Exercise materials ->
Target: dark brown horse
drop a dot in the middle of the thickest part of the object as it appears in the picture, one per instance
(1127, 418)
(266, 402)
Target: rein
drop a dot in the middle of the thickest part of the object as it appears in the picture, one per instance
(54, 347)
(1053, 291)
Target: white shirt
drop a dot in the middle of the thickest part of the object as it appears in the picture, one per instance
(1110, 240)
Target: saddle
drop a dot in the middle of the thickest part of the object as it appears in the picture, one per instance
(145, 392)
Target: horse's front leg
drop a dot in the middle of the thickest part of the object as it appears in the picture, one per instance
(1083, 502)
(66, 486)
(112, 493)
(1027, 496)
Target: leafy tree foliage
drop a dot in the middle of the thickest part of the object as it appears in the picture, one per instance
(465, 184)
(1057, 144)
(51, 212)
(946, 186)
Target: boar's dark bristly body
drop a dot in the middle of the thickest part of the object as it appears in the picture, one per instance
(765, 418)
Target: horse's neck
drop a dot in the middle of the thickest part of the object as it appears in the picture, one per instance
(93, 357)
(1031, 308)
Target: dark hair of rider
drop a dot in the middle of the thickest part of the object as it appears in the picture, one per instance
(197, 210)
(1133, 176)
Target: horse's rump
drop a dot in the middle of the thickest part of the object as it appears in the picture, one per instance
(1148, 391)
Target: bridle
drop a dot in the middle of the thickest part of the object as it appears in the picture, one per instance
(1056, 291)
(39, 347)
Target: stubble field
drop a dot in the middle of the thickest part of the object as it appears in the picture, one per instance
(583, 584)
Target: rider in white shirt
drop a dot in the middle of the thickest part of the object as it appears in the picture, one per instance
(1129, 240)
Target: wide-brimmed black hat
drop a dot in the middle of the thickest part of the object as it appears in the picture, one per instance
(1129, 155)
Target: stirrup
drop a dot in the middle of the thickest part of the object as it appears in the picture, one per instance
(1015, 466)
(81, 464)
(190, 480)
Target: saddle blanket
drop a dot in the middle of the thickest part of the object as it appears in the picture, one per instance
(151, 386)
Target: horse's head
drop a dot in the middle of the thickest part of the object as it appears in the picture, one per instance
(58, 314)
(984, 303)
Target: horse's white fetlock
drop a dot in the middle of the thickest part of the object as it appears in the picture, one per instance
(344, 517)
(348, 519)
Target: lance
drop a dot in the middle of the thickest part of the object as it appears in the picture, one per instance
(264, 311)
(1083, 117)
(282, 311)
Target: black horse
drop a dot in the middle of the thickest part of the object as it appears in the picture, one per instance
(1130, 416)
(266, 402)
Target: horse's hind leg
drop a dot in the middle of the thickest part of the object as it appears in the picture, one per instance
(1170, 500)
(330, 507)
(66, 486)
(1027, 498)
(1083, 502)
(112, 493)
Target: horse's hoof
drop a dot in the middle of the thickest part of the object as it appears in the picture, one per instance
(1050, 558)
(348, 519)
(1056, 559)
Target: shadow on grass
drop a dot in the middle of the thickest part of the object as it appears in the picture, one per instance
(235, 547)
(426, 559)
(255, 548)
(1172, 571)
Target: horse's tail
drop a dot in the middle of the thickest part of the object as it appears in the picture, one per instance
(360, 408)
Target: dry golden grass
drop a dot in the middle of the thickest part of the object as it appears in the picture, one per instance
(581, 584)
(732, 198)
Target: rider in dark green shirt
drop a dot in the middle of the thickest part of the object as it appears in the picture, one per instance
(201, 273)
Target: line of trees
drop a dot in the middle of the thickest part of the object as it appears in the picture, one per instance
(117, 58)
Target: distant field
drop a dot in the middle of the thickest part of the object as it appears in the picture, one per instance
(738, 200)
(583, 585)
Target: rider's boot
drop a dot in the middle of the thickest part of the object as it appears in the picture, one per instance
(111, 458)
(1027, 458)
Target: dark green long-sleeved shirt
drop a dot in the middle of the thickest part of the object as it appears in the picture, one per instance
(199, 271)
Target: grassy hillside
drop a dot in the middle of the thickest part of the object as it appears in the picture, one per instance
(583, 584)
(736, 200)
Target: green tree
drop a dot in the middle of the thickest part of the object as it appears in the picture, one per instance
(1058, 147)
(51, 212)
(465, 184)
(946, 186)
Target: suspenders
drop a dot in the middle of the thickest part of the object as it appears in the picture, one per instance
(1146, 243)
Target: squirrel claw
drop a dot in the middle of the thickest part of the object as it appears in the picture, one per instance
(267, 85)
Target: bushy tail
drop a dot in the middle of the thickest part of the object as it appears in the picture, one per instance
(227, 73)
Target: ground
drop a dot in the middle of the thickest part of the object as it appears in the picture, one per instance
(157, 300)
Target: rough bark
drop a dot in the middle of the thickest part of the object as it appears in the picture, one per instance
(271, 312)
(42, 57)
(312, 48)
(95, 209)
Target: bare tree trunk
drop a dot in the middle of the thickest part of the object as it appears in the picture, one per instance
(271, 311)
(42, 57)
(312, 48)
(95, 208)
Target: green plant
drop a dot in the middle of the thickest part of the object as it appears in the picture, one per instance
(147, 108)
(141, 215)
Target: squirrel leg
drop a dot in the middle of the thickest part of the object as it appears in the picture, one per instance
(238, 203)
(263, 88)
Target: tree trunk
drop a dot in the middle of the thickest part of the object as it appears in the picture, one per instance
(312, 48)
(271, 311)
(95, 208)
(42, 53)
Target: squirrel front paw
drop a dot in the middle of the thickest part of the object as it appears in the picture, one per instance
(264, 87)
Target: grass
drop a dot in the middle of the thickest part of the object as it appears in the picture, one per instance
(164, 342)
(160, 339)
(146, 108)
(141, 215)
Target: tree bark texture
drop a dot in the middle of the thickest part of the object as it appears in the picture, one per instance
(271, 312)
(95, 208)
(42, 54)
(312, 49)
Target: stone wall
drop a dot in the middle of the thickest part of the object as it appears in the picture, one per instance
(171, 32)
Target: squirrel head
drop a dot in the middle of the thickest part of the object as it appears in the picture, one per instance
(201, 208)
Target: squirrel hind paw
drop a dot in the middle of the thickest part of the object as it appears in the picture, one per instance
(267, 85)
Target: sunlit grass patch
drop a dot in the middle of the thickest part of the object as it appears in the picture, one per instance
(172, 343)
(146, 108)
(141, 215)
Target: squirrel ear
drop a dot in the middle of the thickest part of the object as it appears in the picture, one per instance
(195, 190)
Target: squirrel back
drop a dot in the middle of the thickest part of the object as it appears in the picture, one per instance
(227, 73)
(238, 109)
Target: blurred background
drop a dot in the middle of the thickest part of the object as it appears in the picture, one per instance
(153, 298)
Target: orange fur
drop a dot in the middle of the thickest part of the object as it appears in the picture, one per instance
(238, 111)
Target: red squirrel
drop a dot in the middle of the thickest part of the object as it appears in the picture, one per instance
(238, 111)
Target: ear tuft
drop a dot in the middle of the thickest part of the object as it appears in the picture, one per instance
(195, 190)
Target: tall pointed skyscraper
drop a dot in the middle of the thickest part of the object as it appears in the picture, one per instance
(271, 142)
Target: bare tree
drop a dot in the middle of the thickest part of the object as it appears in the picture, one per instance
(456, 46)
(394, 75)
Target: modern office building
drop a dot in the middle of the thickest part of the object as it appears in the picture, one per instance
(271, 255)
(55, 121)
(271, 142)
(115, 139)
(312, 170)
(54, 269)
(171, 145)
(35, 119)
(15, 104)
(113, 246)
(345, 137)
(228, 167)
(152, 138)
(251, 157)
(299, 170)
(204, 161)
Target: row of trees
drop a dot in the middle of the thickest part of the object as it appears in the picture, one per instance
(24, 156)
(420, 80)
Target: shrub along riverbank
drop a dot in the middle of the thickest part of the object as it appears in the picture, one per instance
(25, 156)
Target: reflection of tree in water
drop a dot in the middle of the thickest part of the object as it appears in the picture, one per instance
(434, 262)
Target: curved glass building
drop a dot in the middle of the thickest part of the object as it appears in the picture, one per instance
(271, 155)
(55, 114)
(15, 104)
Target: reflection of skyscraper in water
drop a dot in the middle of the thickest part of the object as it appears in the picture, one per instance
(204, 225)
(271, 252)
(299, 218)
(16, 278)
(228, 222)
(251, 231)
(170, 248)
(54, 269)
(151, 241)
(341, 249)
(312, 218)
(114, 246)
==
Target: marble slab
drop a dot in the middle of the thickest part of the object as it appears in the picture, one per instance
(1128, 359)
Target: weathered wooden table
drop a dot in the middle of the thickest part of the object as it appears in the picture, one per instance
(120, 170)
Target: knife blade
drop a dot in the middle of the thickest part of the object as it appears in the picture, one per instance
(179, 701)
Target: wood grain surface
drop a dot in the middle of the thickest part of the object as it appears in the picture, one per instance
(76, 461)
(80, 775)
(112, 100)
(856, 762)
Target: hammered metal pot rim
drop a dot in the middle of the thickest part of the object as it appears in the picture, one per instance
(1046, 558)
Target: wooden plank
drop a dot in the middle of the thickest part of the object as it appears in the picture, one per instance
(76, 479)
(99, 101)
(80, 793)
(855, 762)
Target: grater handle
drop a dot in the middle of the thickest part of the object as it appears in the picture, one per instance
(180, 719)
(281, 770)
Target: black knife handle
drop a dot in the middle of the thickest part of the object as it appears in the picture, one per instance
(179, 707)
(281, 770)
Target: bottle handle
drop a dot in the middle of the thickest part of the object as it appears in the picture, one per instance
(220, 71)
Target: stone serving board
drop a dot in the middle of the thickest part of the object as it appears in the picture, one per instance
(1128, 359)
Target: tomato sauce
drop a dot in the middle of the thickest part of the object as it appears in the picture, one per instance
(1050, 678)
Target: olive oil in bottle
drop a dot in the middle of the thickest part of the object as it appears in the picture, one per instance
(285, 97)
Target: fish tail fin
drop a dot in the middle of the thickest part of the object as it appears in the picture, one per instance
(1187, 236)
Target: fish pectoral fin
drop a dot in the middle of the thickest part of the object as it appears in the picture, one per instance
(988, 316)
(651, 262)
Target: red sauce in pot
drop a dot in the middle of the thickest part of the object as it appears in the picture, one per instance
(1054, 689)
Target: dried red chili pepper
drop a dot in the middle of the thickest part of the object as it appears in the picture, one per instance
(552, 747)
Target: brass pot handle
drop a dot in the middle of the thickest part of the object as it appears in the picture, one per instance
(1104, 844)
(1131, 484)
---
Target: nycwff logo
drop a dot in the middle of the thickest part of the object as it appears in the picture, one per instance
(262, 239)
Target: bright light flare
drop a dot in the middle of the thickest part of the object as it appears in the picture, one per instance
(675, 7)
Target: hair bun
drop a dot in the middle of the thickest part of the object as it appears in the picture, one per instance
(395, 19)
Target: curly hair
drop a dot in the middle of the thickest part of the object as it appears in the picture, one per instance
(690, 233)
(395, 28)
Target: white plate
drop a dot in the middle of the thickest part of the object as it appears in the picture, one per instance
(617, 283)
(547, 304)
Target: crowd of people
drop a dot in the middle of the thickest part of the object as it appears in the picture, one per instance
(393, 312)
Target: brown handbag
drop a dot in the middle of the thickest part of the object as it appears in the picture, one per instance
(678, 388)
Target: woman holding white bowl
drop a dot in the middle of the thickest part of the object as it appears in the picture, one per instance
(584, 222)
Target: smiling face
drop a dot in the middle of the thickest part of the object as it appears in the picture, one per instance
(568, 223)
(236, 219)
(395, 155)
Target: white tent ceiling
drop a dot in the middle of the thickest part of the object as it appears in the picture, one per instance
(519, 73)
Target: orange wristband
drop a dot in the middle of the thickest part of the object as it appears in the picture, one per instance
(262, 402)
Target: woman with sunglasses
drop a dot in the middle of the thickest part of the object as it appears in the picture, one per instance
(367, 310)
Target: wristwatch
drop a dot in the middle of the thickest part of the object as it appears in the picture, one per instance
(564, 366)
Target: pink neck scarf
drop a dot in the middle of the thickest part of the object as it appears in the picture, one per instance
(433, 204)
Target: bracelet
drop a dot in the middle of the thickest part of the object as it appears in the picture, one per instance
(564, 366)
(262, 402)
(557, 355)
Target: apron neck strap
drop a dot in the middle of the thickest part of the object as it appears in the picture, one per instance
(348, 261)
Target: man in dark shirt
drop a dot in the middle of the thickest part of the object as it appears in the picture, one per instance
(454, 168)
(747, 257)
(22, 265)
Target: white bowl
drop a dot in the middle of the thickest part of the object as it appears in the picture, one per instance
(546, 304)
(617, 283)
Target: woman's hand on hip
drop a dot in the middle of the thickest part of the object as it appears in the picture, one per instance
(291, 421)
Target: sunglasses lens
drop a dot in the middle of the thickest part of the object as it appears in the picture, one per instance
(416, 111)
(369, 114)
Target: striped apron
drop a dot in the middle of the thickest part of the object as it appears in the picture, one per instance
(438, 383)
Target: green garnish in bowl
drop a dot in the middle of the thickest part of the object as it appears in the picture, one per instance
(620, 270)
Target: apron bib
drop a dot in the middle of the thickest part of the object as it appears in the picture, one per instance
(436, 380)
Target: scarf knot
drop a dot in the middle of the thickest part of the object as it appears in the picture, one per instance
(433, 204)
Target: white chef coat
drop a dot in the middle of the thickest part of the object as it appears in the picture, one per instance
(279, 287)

The problem ->
Please reproduce exactly the lines in the listing above from the one containing "Target: tree bark texture" through the one containing "Target: squirrel hind paw", both included, and nothing more.

Answer to this problem ->
Target: tree bark texture
drop a dot in the middle of the thickest part of the object as it appears in the picture, one per instance
(271, 312)
(95, 208)
(42, 54)
(312, 49)
Target: stone wall
drop a dot in the middle of the thickest part of the object as it appears in the picture, one per instance
(171, 32)
Target: squirrel head
drop a dot in the middle of the thickest part of the object as it appears in the picture, one per instance
(201, 208)
Target: squirrel hind paw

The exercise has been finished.